WORK TO DO
Can you write out the entries from the start through the line containing "1046], [0, 1270]]]", inclusive, switching "cloth fold" to "fabric crease" and leaving everything else unchanged?

________

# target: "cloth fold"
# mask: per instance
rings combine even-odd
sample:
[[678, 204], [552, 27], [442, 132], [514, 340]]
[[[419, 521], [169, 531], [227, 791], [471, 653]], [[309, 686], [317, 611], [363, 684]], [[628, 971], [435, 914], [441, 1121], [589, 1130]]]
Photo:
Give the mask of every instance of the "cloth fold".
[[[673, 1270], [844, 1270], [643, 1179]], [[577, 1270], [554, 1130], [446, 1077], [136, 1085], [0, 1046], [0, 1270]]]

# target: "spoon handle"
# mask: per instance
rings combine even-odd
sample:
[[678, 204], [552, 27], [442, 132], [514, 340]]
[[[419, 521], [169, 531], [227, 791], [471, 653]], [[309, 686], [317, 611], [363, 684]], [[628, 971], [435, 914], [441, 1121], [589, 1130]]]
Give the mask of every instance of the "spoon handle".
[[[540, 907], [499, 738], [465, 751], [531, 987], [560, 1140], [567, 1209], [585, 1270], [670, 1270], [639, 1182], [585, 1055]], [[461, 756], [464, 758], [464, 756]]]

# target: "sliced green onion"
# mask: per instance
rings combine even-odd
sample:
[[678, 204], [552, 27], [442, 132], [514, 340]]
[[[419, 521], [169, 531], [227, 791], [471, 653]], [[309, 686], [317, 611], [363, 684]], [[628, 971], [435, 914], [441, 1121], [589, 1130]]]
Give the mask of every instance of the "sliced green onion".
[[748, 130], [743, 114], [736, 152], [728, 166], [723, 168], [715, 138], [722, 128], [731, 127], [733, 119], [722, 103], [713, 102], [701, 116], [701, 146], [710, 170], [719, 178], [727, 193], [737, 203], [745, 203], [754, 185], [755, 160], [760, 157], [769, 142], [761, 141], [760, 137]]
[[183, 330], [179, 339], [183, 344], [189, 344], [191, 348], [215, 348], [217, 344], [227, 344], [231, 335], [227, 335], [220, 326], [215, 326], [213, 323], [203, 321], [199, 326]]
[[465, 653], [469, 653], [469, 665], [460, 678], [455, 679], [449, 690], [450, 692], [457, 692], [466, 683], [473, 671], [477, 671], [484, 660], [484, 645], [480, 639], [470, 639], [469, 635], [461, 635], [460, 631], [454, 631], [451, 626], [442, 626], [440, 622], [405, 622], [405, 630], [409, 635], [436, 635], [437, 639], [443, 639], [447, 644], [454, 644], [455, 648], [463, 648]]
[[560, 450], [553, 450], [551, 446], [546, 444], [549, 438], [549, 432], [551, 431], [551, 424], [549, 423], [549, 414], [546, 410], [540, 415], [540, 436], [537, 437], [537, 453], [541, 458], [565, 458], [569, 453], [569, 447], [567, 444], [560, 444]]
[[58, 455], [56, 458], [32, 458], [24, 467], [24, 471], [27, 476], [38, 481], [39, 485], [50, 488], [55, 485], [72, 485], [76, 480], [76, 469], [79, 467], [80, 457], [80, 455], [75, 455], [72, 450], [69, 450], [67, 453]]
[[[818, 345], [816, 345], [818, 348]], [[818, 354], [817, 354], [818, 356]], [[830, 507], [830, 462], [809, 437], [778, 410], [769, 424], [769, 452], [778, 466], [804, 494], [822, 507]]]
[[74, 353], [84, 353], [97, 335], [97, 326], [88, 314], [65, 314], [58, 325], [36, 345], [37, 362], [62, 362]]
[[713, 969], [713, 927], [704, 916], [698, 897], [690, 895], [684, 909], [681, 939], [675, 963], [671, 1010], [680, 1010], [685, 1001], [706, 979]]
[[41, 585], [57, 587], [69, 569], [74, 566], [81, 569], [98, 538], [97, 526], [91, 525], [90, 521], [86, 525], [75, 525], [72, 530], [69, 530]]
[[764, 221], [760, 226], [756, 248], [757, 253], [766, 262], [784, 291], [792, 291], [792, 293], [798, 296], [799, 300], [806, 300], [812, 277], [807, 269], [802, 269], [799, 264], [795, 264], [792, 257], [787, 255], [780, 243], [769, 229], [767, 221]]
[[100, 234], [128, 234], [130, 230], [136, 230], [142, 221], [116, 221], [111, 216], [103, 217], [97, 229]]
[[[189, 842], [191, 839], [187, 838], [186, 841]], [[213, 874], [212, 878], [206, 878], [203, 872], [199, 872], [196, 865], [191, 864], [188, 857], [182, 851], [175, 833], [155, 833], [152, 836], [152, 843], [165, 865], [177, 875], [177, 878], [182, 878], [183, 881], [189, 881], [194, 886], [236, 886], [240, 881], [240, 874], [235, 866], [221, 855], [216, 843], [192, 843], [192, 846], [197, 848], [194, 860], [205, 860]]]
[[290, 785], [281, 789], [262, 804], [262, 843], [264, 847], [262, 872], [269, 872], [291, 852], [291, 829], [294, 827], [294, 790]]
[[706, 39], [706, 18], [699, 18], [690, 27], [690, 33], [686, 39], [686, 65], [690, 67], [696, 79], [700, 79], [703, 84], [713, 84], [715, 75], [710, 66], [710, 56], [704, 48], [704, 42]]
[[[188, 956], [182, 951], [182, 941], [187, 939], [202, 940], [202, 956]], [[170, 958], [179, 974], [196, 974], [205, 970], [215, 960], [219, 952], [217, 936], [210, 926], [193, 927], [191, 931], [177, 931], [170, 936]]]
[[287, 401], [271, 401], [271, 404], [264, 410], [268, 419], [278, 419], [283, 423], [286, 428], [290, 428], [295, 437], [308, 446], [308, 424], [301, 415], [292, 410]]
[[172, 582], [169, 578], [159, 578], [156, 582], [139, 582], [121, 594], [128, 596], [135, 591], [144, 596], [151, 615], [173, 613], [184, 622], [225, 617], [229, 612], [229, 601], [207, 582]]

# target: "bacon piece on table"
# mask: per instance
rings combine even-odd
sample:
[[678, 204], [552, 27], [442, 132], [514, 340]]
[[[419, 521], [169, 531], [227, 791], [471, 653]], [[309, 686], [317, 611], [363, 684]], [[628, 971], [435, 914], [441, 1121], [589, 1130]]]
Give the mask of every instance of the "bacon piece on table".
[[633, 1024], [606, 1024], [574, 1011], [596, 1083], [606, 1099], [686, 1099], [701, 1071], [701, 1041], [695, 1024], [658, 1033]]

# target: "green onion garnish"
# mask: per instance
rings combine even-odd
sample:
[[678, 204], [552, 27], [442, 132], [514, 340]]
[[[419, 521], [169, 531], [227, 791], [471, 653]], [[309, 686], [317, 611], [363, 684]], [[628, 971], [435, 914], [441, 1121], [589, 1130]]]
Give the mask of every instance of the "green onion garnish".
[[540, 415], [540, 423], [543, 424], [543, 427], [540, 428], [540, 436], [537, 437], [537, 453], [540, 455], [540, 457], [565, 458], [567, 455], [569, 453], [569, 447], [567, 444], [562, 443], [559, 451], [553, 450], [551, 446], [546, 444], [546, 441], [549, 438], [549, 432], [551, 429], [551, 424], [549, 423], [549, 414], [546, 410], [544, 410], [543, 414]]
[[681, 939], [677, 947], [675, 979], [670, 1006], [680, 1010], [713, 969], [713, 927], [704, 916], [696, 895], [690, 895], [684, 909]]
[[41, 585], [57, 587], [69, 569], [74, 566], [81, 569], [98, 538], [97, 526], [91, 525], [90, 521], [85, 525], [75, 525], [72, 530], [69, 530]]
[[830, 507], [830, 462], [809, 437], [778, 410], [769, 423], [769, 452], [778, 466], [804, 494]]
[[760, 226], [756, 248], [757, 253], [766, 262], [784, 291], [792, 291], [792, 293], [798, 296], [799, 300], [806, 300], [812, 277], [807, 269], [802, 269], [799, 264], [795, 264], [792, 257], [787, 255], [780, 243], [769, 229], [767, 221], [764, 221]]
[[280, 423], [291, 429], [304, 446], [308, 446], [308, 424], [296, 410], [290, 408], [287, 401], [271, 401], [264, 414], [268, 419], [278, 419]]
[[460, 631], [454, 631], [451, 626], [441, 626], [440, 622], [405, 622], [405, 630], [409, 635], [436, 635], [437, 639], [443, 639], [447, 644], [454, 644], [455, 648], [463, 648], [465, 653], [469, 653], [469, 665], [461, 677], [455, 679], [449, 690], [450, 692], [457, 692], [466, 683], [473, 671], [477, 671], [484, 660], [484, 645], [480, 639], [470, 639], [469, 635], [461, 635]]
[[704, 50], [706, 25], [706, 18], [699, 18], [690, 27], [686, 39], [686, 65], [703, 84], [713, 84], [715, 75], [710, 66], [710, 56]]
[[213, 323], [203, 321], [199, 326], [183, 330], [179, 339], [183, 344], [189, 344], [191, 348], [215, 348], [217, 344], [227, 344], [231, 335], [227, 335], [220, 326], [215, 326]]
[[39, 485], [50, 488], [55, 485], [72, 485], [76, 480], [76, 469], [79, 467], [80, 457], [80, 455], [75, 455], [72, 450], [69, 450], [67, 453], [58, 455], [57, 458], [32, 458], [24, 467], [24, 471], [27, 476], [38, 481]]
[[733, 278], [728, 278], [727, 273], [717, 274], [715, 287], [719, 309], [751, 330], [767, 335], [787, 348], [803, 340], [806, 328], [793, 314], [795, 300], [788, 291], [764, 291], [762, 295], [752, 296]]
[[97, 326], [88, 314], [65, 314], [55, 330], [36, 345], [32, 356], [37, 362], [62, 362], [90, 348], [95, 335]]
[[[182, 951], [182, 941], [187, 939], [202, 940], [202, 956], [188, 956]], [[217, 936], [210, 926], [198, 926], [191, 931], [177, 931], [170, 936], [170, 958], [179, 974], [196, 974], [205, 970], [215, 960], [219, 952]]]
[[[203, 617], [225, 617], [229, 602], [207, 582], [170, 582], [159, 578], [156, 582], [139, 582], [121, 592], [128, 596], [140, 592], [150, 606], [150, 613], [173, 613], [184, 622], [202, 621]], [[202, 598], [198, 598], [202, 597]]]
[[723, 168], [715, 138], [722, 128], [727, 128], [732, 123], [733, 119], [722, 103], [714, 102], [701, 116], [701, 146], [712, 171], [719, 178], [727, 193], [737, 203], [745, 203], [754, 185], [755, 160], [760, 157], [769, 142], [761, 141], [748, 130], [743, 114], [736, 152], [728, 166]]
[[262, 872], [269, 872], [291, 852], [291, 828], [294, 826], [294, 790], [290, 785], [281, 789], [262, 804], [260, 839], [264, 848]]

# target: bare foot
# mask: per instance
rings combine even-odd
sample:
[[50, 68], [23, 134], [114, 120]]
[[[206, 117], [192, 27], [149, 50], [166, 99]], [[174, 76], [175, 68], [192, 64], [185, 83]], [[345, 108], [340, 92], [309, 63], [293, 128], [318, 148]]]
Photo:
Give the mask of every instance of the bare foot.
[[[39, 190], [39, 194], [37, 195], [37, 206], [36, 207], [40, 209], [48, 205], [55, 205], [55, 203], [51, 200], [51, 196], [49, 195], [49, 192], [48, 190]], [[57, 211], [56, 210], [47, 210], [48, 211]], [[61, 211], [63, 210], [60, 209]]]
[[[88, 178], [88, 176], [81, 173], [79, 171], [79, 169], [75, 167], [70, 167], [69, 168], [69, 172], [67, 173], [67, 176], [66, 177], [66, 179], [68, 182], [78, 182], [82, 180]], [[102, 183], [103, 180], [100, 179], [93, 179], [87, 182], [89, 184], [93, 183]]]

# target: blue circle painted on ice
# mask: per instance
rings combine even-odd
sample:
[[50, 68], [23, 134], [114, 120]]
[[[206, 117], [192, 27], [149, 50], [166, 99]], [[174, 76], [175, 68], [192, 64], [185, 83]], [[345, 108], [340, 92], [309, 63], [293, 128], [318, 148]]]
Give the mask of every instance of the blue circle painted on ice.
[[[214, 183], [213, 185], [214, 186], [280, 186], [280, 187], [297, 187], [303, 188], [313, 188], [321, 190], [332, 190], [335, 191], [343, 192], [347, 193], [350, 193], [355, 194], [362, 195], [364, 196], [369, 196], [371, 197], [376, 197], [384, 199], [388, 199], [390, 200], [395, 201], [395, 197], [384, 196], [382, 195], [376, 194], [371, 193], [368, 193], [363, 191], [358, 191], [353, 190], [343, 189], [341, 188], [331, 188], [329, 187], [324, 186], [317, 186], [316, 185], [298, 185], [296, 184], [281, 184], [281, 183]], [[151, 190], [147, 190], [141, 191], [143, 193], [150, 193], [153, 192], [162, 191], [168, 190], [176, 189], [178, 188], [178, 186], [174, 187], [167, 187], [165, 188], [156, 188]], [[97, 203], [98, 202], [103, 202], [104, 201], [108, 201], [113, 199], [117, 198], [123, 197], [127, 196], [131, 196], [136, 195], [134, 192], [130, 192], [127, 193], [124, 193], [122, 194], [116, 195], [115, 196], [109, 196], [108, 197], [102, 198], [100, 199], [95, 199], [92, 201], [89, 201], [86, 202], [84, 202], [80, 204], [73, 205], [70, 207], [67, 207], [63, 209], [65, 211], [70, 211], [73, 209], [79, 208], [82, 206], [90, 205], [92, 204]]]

________

THE RESPONSE
# target: "fabric crease"
# mask: per instance
rings combine even-odd
sample:
[[678, 204], [552, 27], [442, 132], [514, 340]]
[[[419, 521], [169, 531], [227, 791], [471, 653]], [[309, 686], [317, 611], [363, 684]], [[628, 971], [435, 914], [441, 1121], [589, 1130]]]
Photo:
Give the mask of every instance of the "fabric crease".
[[[673, 1270], [844, 1270], [643, 1179]], [[577, 1270], [554, 1130], [446, 1077], [136, 1085], [0, 1046], [0, 1270]]]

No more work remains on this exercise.